• [List of tasks]
1. Reproduce the section of the sheatfish entry starting with "Classification: Order: Siluriformes;" and going on through "Demersal; non-migratory; freshwater.".
2. According to the sheatfish entry, what water temperature range does the species occupy?
3. Pick up the sheatfish entry after its final sentence and keep writing it.

Nikolskii & Soin, 1948.
Classification: Order: Siluriformes; Family; Siluridae
English Name: Northern sheatfish, Soldatov’s catfish.
Environment: Demersal; non-migratory; freshwater.
Climate / Range: Temperate; 5°C-25°C ; 54°N-44°N, 126°E-141°E
Description: D 6; A 83-90, average 86.2; V 11-14, average 12.4; P 12-13; gill rakers 13- 16, average 14.9. In adults, length of the anterior mandibular barbels 5-8%, average 6.1%, of body length (without C); length of the posterior mandibular barbels 2-4%, average 3%. Height of D 7-11%, average 8.5%, of body length. Standard length less than 4 times head length. Body elongate, caudal part compressed, head large and depressed; snout blunt and rounded; eyes small and situated in upper-sides of head; mouth large, upper jaw shorter than lower one and reaching backward over hind margin of eyes; maxillary barbels 1 pair and reaching pectoral fin, numerous papillae at tip of maxillary barbel; chin barbels 2 pairs and anterior one larger than posterior one; skin naked. Dorsal fin rays 6, longer than that of pelvic fin and without spine; adipose fin absent; anal fin rays 83 — 90 and somewhat connected with caudal fin; pectoral fin situated in lower-sides, first pectoral ray feeble, reaching pelvic fin; pelvic fin opposite behind the base of dorsal fin, reaching anal fin, caudal fin truncate. Mouth larger than in the European catfish, head heavier (larger), vomer stronger (vomerine tooth band wider medially than laterally), it has smaller eyes, as well as shorter lower jaw barbels. Body color lightly yellowish gray on back and sides, rather pale on abdomen, lighter than in Silurus asotus. Amur River at Elabuga village 90 km downstream from Khabarovsk. Sungari from Harbin to the mouth (lenght up to 2 m, weight up to 40 kg). Report of the Limnobiological Survey of Kwantung and Manchoukuo, 1940, pp. 26, 70, Figure 85 (Sungari at Harbin; length up to 4 m) (in Japanese). Close to S. glanis (a good example of the interrupted amphiboreal distribution).
Distribution: In Asia; Amur and found in the lower reaches Liao He drainages (North Korea). In Russia, this species inhabits the Amur River: from about Blagoveshchensk downriver to Sungari (or Songhua), Ussuri, Khanka Lake and Amurskiy Liman. In China mainly distributed in the Heilongjiang River (Amur in Russian) below Aihun (Heihe River) down to Boli, Songhuajiang River (Songhua in Russian), Nunjiang River and Wusulijiang River (Ussuri in Russian). They are also found in in Buyr Lake (Mongolia).

Dataset excerpts:
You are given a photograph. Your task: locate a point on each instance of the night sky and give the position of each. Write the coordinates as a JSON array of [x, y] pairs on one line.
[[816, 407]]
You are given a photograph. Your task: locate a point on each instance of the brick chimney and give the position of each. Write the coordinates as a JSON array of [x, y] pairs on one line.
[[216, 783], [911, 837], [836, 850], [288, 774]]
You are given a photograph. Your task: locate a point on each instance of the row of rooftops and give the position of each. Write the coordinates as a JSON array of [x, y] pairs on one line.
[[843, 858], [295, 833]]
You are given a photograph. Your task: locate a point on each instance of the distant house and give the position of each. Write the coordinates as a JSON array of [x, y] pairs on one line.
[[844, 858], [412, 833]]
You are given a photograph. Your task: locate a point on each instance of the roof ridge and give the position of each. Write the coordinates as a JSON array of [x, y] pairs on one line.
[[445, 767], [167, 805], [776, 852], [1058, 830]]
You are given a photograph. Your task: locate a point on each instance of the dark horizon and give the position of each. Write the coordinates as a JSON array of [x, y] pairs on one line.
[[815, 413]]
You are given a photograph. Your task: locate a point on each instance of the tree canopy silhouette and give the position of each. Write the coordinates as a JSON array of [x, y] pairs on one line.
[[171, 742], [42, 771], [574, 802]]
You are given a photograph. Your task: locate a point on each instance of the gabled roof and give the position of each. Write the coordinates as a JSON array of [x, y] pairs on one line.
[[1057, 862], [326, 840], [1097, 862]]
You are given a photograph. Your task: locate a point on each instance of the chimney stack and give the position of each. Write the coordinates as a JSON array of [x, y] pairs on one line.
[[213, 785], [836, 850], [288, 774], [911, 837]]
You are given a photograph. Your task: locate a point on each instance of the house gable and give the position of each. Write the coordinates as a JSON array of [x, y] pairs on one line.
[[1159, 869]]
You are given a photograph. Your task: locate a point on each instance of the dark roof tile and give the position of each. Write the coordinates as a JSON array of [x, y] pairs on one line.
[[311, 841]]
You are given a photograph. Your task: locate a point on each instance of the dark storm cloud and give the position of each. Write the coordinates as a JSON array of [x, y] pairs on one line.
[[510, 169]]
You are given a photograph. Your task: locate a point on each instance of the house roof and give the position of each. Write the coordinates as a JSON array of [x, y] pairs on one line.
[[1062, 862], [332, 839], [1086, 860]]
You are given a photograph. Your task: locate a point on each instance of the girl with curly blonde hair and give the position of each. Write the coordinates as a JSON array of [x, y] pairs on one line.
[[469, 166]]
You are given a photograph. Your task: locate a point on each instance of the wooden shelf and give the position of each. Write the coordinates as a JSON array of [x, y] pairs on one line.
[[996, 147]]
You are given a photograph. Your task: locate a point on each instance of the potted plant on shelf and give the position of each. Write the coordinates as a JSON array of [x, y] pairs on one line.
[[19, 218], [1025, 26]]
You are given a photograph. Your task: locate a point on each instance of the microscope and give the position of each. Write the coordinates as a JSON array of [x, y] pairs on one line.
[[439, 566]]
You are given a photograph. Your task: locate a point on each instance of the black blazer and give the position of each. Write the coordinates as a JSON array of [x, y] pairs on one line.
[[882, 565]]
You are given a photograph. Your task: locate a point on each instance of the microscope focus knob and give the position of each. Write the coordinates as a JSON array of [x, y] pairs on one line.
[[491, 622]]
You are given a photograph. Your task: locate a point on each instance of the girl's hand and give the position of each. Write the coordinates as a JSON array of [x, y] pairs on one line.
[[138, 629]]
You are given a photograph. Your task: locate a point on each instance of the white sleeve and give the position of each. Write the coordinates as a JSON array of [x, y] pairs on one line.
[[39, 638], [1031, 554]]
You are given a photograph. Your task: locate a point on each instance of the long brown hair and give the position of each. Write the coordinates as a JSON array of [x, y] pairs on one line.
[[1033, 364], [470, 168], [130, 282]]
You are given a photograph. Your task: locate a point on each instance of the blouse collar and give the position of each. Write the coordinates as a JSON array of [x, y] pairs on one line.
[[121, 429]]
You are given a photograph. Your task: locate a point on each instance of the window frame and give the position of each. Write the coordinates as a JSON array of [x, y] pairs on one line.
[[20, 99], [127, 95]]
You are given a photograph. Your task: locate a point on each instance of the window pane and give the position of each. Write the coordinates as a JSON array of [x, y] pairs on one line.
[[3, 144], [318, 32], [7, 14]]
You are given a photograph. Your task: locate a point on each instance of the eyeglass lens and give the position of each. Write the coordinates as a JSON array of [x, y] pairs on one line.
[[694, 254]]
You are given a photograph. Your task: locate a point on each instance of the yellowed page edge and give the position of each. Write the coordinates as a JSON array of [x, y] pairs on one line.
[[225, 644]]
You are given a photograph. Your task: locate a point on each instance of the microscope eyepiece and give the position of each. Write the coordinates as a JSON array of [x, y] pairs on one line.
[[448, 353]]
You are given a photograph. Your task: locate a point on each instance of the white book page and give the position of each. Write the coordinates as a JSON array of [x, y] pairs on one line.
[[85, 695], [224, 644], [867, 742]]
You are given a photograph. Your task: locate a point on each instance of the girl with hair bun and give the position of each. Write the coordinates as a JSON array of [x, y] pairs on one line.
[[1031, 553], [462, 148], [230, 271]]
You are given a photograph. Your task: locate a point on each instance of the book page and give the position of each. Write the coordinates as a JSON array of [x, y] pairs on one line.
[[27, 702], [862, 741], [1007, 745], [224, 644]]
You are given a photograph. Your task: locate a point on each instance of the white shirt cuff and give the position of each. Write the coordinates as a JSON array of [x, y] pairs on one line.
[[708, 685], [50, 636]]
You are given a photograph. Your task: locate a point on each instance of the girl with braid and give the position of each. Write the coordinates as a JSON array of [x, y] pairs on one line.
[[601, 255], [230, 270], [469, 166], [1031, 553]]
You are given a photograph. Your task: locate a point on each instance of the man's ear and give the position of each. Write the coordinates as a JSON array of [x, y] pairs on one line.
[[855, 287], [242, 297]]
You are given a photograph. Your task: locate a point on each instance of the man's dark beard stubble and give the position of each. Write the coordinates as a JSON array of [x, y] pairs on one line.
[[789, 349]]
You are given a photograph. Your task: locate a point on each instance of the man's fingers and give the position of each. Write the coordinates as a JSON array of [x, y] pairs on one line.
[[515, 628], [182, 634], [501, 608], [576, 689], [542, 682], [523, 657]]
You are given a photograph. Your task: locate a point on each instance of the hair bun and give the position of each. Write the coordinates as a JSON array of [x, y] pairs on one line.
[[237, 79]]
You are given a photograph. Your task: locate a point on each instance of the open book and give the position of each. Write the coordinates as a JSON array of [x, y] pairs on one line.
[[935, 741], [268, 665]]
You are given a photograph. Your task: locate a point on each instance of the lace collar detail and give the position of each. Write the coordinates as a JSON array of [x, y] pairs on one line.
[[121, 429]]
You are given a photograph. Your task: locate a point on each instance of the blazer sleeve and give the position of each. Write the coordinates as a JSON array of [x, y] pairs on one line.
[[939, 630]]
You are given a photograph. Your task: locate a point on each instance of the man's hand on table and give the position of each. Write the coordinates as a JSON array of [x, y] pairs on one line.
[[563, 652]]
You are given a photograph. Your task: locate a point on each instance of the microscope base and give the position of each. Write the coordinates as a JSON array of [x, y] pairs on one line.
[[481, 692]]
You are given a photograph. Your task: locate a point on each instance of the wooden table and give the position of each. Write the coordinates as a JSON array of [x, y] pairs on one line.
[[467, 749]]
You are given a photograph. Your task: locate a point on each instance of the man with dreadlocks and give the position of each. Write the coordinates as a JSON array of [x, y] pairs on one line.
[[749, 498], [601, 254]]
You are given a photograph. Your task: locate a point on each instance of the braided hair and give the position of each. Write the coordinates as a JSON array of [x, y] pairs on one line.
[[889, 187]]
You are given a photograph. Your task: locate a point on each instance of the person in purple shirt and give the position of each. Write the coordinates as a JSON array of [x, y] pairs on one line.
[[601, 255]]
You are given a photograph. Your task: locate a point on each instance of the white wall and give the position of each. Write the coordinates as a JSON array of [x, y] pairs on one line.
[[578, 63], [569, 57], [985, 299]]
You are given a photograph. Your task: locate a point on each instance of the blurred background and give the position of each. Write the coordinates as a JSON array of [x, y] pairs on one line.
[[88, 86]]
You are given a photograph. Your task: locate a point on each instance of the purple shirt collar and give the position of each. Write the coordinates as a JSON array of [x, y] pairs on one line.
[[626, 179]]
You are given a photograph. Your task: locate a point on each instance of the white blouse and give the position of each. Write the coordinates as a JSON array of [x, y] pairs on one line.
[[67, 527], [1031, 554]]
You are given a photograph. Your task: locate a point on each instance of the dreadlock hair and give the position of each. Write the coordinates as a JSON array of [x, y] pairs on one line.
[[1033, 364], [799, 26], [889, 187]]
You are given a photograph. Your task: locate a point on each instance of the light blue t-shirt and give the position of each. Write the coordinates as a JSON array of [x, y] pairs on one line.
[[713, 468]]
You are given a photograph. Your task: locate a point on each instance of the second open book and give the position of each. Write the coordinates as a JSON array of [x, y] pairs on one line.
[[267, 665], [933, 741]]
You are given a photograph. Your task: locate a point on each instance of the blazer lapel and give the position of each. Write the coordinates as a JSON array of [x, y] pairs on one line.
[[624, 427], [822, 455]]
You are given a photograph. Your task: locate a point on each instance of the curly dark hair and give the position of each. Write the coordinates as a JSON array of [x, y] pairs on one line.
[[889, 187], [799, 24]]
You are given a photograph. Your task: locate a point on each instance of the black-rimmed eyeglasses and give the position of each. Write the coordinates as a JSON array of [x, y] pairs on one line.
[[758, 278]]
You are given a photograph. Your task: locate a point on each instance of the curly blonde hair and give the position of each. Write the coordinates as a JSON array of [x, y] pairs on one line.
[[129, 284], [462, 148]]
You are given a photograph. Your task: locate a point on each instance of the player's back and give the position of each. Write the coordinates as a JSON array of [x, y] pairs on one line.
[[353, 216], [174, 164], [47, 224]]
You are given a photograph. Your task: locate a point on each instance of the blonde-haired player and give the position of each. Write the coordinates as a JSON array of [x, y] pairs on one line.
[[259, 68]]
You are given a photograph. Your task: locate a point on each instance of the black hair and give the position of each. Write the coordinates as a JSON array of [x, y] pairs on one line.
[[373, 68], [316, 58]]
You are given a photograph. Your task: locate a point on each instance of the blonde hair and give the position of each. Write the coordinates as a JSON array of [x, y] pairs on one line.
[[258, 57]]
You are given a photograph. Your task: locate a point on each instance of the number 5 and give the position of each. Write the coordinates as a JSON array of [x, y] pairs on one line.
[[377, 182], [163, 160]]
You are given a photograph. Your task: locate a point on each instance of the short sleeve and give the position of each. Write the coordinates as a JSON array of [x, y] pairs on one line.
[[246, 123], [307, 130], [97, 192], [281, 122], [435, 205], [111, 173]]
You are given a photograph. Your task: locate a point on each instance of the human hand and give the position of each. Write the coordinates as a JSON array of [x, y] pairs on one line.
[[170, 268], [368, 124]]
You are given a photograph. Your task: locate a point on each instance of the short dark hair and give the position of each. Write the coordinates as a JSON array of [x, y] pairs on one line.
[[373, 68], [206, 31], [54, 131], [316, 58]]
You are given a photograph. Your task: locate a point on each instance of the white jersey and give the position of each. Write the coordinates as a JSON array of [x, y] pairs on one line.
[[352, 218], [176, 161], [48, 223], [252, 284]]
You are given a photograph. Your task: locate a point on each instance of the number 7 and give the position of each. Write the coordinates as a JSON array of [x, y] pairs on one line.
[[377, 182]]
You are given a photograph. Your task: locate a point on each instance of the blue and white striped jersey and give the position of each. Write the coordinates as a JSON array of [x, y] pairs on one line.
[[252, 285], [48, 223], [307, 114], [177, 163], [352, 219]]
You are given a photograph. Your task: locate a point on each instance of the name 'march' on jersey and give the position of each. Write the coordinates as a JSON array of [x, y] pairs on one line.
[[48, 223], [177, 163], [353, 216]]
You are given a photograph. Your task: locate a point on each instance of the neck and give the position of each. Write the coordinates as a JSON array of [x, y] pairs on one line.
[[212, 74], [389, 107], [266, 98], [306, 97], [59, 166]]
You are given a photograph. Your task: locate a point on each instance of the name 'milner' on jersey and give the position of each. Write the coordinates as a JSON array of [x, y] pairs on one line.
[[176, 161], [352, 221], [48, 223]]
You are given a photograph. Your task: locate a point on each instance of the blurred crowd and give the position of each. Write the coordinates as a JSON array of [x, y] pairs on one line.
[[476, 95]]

• [Answers provided]
1.
Classification: Order: Siluriformes; Family; Siluridae
English Name: Northern sheatfish, Soldatov’s catfish.
Environment: Demersal; non-migratory; freshwater.

2. 5°C to 25°C.

3.
Biology: This is a phytophilic species, which prefer living in the bottom. Like to live in the main streams and tributaries and does not like to go to areas of lakes and zones of flood. Unlike Amur catfish, this species spends most of its life in the main channel of the Amur and goes to the floodplain only for spawning. Females mature at the age of 4-6 years and length 90-100 cm, males mature at the age of 4-5 years and length 85-90 cm, weight 6-7 kg. They lay eggs on water plants. Fecundity is 87-350 thousand eggs. They are carnivorous and live on other fishes and other aquatic animals. This is an active predator feeding on large prey. The prey of one year old Soldatov catfish may constitute 25-43 % of predator length, for adults usually 15-35 %. Sometimes they swallow waterfowl. They grow quickly and their body length can reach 559 — 583 mm in 2 years plus and 675 — 685 mm in 3 years. Males of S. soldatovi are larger than the females and reach 20-40 kg in weight. Life span is 18-20 years. It grows very fast and may reach 4 meters length (larger than Silurus asotus). According to A.N. Voronets, he personally measured a catfish weighing over 260 kg.
Catch and Abundance: As for many other Amur fish, exact abundance is unknown. In commercial fishing statistics it was recorded together with Amur catfish. We estimate it to be five times less abundant than Amur catfish. In 1960s-1970s catches of Soldatov catfish in Amur were one ton per year, and three to four tons in Khanka Lake. In the Lower Amur, this species is most abundant from the mouth of Songhua (or Sungari) to Bolon Lake. It is quite rare elsewhere in the Lower Amur and Khanka. In 1970s-1980s this species was “steadily decreasing”. Because of that, it was liste in the Red Book. Today, the species has recovered, and fishermen generally encounter as much Soldatov catfish as a smaller-sized Amur catfish in Amur harvests.